→ Artikel:
• • • •

De bijeenkomst stond in het teken van de ondertekening van een “Memorandum of Understanding” tussen de USC Shoah Foundation en het EHRI, waarmee de toegang tot het grootste oral history-archief, met meer dan 55.000 getuigenissen, verder wordt vergemakkelijkt. De middag bestond uit keynote presentaties, paneldiscussies en een rondetafelgesprek, waarin sprekers reflecteerden op de waarde van getuigenissen en hoe deze kunnen bijdragen aan onderzoek en herinnering.
De workshop benadrukte het belang van oral history als historische bron, maar ook de noodzaak om deze methode meer ruimte te geven in de toekomst. In de Verenigde Staten wordt de waarde van oral history al langer erkend en ondersteund door technologische innovaties, terwijl Nederland nog een inhaalslag moet maken om oral history breder inzetbaar te maken. De snelle ontwikkelingen in transcriptie- en zoektechnologieën bieden echter veel nieuwe mogelijkheden om oral history als krachtige en toegankelijke bron voor onderzoek en herinnering in te zetten.
Robert J. Williams, Executive Director van de USC Shoah Foundation, gaf de keynote speech en sprak over de evolutie van getuigenissen sinds 1945. Hij benadrukte de cruciale rol van getuigenissen bij het documenteren van massale misdaden en genocides. Ook ging hij in op de ethische en praktische vraagstukken rondom het vastleggen en presenteren van dit soort verhalen, en de invloed van technologie op dit proces. Dit vormde de basis voor de verdere discussie: hoe kunnen we getuigenissen gebruiken als betrouwbare historische bron en hun waarde behouden voor toekomstig onderzoek?
Het eerste panel, gemodereerd door Nanci Adler van het NIOD en de UvA, behandelde de lessen die we kunnen trekken uit het luisteren naar ooggetuigenverslagen. Selma Leydesdorff, Emeritus-hoogleraar Oral History en Cultuur aan de Universiteit van Amsterdam, reflecteerde op haar persoonlijke ervaring als tweede generatie overlevende. Ze benadrukte de complexiteit van geheugen en slachtofferschap en wees op de gevaren van politieke invloeden die historische herinneringen vervormen en exclusieve nationale verhalen creëren die collectief lijden verhullen. Lees haar volledige speech hier
Volgens Leydesdorff zijn persoonlijke, menselijke ervaringen essentieel voor het begrijpen van de menselijke dimensie van historische gebeurtenissen. Tony Kushner, James Parkes Professor van Joodse/niet-Joodse relaties aan de Universiteit van Southampton, stelde dat oral history niet alleen persoonlijke verhalen biedt, maar ook helpt om de collectieve herinnering te begrijpen. Er werd een discussie gevoerd over de betrouwbaarheid van oral history als historische bron. Hoewel oral history-interviews soms minder betrouwbaar lijken dan geschreven bronnen, werd opgemerkt dat alle bronnen in wezen subjectief zijn. Het panel concludeerde dat er in de toekomst meer ruimte moet komen voor oral history in zowel onderzoek als onderwijs en dat deze bronnen essentieel zijn voor de menselijke dimensie in ons collectief geheugen.

• • • •

→ Gegeven informatie:

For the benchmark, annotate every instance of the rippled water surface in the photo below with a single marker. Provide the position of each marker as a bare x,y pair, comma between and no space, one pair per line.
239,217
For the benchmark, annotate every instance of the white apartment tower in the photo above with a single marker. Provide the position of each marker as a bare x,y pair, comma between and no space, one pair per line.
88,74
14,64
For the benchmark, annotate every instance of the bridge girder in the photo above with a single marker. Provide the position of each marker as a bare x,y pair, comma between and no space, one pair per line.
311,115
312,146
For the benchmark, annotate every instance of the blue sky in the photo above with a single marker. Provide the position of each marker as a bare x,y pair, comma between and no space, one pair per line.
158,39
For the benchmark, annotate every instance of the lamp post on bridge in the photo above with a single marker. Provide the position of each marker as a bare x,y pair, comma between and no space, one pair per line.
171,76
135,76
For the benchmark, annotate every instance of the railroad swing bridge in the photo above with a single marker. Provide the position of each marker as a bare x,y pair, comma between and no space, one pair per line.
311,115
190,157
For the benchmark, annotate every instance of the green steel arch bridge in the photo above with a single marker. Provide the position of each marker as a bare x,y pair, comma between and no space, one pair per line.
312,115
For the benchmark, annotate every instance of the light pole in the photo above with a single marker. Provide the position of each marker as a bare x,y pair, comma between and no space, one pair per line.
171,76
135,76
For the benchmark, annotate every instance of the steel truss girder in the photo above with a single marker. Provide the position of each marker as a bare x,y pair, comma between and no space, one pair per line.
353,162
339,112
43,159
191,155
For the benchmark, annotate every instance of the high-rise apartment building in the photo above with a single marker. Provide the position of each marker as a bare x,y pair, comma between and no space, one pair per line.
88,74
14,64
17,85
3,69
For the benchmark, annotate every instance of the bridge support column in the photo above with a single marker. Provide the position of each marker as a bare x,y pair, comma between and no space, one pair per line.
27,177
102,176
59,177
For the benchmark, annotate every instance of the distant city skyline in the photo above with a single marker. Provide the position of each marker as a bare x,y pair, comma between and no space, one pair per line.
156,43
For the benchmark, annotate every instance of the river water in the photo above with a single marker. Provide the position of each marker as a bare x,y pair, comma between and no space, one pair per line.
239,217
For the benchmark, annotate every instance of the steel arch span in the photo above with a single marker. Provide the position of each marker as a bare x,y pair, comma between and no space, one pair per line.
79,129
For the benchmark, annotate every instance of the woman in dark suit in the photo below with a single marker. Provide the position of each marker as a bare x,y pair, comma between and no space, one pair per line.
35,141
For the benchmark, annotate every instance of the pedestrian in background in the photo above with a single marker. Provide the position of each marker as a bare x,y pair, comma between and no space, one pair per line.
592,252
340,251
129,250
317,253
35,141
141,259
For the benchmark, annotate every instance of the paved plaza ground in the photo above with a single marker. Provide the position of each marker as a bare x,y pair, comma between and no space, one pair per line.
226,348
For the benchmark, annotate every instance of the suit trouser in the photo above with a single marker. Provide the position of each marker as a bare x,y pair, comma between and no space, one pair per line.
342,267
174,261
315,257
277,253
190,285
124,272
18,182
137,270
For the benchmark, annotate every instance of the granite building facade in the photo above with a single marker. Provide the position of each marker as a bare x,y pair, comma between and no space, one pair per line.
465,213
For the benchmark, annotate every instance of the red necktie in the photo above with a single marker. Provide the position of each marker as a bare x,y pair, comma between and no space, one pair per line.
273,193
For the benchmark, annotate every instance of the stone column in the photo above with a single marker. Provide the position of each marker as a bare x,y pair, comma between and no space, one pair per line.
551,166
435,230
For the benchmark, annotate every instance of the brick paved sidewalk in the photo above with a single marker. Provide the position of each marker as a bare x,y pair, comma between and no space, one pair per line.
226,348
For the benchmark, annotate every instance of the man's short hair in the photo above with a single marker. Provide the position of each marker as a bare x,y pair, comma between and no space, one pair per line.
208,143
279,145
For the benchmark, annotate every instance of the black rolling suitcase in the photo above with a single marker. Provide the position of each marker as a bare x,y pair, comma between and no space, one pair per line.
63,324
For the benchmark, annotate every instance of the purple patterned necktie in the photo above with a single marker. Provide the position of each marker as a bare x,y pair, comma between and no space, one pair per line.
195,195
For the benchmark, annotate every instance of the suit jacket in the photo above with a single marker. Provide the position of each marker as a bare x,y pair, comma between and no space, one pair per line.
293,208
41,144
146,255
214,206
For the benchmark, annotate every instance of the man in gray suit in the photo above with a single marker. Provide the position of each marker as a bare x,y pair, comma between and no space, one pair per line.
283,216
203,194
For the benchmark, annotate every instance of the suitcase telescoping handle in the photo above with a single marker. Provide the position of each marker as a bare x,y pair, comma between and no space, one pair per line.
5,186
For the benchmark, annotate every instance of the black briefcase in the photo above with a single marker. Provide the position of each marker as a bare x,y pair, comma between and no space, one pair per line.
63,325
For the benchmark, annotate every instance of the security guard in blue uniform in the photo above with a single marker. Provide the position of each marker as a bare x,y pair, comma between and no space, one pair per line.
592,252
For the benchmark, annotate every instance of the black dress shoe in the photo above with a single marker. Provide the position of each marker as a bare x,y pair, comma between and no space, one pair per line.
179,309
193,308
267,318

• • • •

→ Oefendoel: Wie hield volgens het artikel de keynote speech?

→ Antwoord op opdracht: Robert J. Williams, Executive Director van de USC Shoah Foundation.